-- Exercise objective --
Output the lines from the start through the line containing "pixel 143 133" as a two-column CSV with the headers text and answer. Give one row per answer, with the lines before it in text, each field in double quotes, line breaks replaced by spaces, and pictures omitted.

****

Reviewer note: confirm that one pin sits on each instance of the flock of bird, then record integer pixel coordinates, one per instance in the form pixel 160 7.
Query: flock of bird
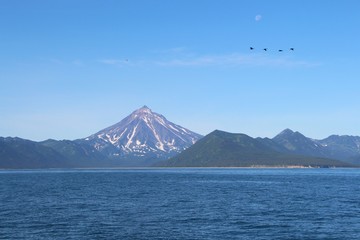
pixel 265 49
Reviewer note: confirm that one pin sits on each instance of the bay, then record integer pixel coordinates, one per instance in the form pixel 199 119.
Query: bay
pixel 180 204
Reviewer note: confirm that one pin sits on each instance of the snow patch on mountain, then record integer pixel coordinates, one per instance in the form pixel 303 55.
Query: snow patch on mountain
pixel 143 133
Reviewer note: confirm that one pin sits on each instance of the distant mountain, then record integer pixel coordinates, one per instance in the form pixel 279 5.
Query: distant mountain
pixel 21 153
pixel 142 136
pixel 222 149
pixel 77 155
pixel 344 148
pixel 295 142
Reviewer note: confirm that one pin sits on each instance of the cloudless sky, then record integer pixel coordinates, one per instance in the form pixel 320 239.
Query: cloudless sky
pixel 70 68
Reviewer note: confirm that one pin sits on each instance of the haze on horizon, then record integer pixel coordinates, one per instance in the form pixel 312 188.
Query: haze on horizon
pixel 71 68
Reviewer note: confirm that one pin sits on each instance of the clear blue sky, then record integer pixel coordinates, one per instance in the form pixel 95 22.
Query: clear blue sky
pixel 70 68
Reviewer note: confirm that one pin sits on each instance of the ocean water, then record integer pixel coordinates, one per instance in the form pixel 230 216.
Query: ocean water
pixel 180 204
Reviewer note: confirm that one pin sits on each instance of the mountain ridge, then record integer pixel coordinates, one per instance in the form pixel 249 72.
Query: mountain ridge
pixel 223 149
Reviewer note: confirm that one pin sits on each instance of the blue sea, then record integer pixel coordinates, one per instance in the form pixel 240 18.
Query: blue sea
pixel 180 204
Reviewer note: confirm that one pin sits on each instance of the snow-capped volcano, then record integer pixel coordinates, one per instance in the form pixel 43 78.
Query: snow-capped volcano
pixel 143 134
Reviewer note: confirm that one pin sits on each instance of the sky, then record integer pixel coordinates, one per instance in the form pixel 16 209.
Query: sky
pixel 70 68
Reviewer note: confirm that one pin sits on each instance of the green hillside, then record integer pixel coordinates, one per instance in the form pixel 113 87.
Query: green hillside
pixel 222 149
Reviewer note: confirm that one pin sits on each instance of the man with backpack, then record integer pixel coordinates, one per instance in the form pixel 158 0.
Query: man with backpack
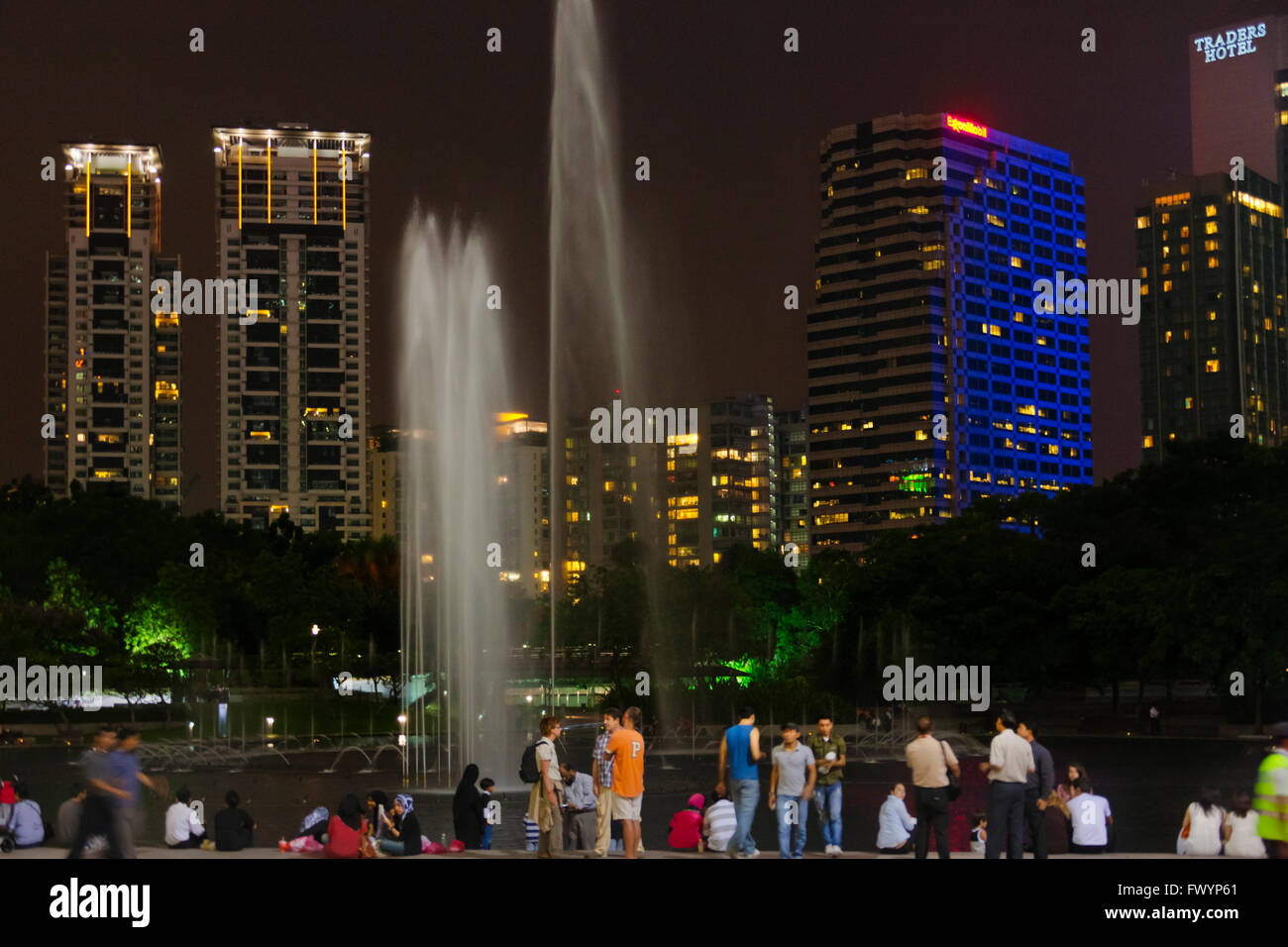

****

-- Output for this exercise --
text,answer
"Reviewer note: confirm that one pin sits on each instance of the flock of bird, then record integer pixel coordinates, one per instance in the form pixel 160 7. Query: flock of bird","pixel 265 49"
"Reviewer note: confirm that one pin sits on each instance of the bay, then record integer pixel coordinates, one per instance in the form pixel 199 119. Query: bay","pixel 180 204"
"Reviewer note: confirm that one pin sits on each instance of the snow patch on mountain, then record integer pixel coordinates, one per instance in the form pixel 303 55. Query: snow patch on mountain","pixel 143 133"